Below are the records. Restate word for word every line from the one that contains "Place a pin on every instance of the building" through the final line, both included.

Point labeling dataset excerpts:

+ + + +

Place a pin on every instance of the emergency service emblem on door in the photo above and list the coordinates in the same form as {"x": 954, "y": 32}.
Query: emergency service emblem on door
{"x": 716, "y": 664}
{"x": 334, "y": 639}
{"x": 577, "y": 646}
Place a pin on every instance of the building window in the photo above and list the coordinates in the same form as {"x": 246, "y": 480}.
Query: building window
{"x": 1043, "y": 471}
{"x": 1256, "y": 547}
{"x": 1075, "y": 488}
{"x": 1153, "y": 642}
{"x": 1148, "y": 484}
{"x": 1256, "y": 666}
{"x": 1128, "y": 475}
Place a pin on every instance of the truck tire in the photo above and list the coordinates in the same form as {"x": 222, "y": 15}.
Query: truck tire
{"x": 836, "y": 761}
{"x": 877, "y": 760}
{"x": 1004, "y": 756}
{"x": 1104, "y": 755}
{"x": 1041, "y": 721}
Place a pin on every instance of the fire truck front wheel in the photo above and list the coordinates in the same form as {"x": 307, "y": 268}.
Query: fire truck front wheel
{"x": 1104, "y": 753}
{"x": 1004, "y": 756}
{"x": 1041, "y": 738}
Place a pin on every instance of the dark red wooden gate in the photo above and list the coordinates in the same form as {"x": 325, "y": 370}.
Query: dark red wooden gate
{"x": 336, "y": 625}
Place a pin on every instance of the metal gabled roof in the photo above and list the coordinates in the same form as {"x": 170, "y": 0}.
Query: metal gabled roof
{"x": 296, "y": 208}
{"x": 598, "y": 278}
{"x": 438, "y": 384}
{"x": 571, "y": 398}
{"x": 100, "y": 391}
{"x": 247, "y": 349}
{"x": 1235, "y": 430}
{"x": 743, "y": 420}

+ + + +

- [FULL RESPONSE]
Place a pin on every instance of the building window in the photo above and list the coordinates in the same form as {"x": 246, "y": 480}.
Query: building window
{"x": 1043, "y": 471}
{"x": 1256, "y": 547}
{"x": 1075, "y": 488}
{"x": 1153, "y": 642}
{"x": 1148, "y": 484}
{"x": 1256, "y": 666}
{"x": 1128, "y": 475}
Place a pin on every instance of the truck tire in the photo above and list the coordinates in the same form as {"x": 222, "y": 15}.
Query: truck tire
{"x": 836, "y": 761}
{"x": 877, "y": 760}
{"x": 1004, "y": 756}
{"x": 1104, "y": 755}
{"x": 1041, "y": 721}
Place a pin on every instance of the fire truck front wheel in the photo above and list the coordinates in the same form as {"x": 307, "y": 268}.
Query: fire truck front wheel
{"x": 1104, "y": 753}
{"x": 1004, "y": 756}
{"x": 1041, "y": 738}
Place a pin on every instance of the dark red wooden gate in the photo above and list the coordinates in the same form as {"x": 325, "y": 370}.
Query: dark red wooden gate
{"x": 336, "y": 625}
Place a pin on every instance of the metal gabled roof in the photo above and list the coordinates in the same form as {"x": 170, "y": 0}.
Query: metal gabled roof
{"x": 296, "y": 208}
{"x": 598, "y": 278}
{"x": 438, "y": 384}
{"x": 571, "y": 398}
{"x": 100, "y": 391}
{"x": 247, "y": 349}
{"x": 1235, "y": 430}
{"x": 743, "y": 420}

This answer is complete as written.